> [Texto de lectura]
De esa falsa premisa mayor de que todo poder corrompe se siguió que toda aplicación de la ley es represiva y, de ella, que la ley, por tanto, es contraria a la justicia. Y allí se dio el salto al vacío y la piedra de molino con que quieren que comulguemos.
Para ello transformaron el concepto de libertad: ya no es la libertad del hombre, su “bendita espontaneidad”, sino la libertad de Movimiento, la libertad de un proceso que no puede ser restringido por fuerza externa alguna: la libertad de un destino manifiesto, de una ley de la historia, de un designio superior.
Bajo este nuevo esquema, la libertad del hombre, incluso la de aquel que apoye la causa, es en sí misma un peligro para el proceso, triunfo y perpetuación del Movimiento. Lo mismo pasa con la ley: toda norma o limitante o requerimiento legal o reglamentario es un peligro para el libre fluir de la causa: Por eso priman la justicia por sobre la ley, porque ésta es siempre límite, es un deber ser, en tanto que la justicia es aspiración solo asequible a los iluminados.
Por eso también, en nombre del Movimiento todo es admisible, así sea ilegal, monstruoso, absurdo o criminal.
La libertad es, pues, del proceso (transformación) y contra ésta, nada ni nadie es admisible.

> [Detalles del problema] Continúe el texto de lectura sobre la libertad y la ley a partir de su última oración. Los registros constituyen un material independiente del texto de lectura.

> [Registros extraídos]
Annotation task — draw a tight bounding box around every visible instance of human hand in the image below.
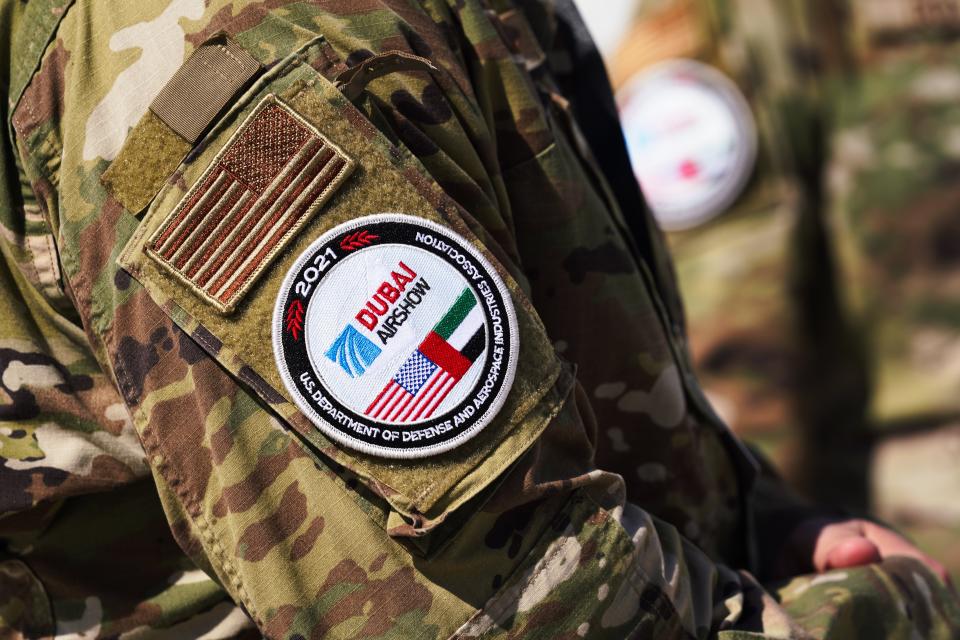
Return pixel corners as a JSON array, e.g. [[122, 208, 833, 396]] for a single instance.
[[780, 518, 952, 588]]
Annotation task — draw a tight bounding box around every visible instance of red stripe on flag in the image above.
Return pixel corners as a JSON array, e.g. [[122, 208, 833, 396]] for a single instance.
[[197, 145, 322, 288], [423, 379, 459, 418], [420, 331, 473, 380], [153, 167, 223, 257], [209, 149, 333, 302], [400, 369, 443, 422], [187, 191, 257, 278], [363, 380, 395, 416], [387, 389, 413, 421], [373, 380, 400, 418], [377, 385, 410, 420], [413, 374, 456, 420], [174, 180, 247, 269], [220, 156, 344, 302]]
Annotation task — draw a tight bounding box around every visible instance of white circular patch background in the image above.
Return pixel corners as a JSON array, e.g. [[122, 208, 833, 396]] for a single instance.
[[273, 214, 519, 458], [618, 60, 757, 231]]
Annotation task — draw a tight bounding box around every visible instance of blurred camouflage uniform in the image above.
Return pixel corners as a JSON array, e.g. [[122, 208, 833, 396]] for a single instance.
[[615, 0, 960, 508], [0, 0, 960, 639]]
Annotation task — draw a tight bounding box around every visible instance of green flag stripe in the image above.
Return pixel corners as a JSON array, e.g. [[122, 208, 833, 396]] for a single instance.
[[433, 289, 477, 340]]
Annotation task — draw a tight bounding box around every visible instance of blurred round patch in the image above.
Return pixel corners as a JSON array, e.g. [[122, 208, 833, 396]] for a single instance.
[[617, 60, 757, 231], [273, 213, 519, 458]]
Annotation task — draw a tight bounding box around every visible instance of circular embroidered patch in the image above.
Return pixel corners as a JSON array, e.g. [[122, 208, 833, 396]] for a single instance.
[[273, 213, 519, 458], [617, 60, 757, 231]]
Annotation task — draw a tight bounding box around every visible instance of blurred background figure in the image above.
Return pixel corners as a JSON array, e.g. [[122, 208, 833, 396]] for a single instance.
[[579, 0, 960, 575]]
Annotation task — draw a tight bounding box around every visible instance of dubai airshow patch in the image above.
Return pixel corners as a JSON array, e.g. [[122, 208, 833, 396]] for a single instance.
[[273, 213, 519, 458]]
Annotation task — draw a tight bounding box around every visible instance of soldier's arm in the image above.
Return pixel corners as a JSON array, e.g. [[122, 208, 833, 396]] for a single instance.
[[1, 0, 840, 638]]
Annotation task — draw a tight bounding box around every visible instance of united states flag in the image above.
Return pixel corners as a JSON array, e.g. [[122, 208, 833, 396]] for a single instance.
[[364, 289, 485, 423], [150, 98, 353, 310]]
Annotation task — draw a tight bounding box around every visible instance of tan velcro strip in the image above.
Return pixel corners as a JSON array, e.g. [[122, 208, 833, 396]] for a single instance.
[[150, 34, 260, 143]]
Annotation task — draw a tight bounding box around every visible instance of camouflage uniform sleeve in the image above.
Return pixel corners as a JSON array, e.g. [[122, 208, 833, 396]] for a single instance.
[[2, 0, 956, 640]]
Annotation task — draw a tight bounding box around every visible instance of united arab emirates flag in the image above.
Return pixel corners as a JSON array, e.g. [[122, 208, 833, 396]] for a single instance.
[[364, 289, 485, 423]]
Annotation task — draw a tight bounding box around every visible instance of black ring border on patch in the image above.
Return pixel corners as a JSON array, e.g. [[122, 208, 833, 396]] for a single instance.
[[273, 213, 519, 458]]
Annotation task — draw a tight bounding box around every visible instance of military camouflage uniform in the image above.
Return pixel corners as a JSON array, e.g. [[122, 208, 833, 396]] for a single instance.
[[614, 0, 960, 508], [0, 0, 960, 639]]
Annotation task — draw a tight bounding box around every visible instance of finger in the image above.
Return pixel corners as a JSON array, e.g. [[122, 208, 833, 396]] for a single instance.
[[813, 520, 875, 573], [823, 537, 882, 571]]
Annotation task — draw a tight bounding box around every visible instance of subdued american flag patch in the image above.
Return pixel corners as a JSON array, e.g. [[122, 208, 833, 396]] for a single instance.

> [Respuesta del ejercicio]
En la Alemania nazi la ley era la voluntad, no el mandato del Führer, expresada bajo el principio: “La voluntad del líder es la Ley suprema”. Al respecto Werner Best escribe: “La voluntad del liderazgo, sin importar de qué forma se exprese (…), crea la ley y cambia la existente”. No es necesario proceso legislativo alguno, ni control de constitucionalidad jurisdiccional. Pero aún más, no hace falta ley escrita y consultable, decreto, bando o pregón, basta saber interpretar la “voluntad” del Führer: “el nazi de fiar no era aquel que obedecía incondicionalmente las órdenes de Hitler, sino el que era capaz de discernir la ‘voluntad’ oculta tras sus órdenes”. Era el Eichmann burócrata sin capacidad de pensar ni distinguir entre lo real y lo ficticio, entre la verdad y lo falso.
Sin la autoridad propia la pluralidad humana (no confundir poder con autoridad), la única libertad posible es la del líder sobrenatural que da aliento cambiante al Movimiento que debe fluir sin impedimento alguno.
Y en esta lógica se insertaba el eslogan: “Lo justo es lo que es bueno para el pueblo alemán”, que en el fondo era “Lo justo es lo que es bueno para el movimiento”, que en su única verdad era “Lo justo es lo que diga Hitler”.
Como podemos ver, la Cuarta Transformación tiene mucho más del Tercer Reich que de Juárez y Madero.
Conclusión: la falta de autoridad no libera y sólo engendra totalitarismo.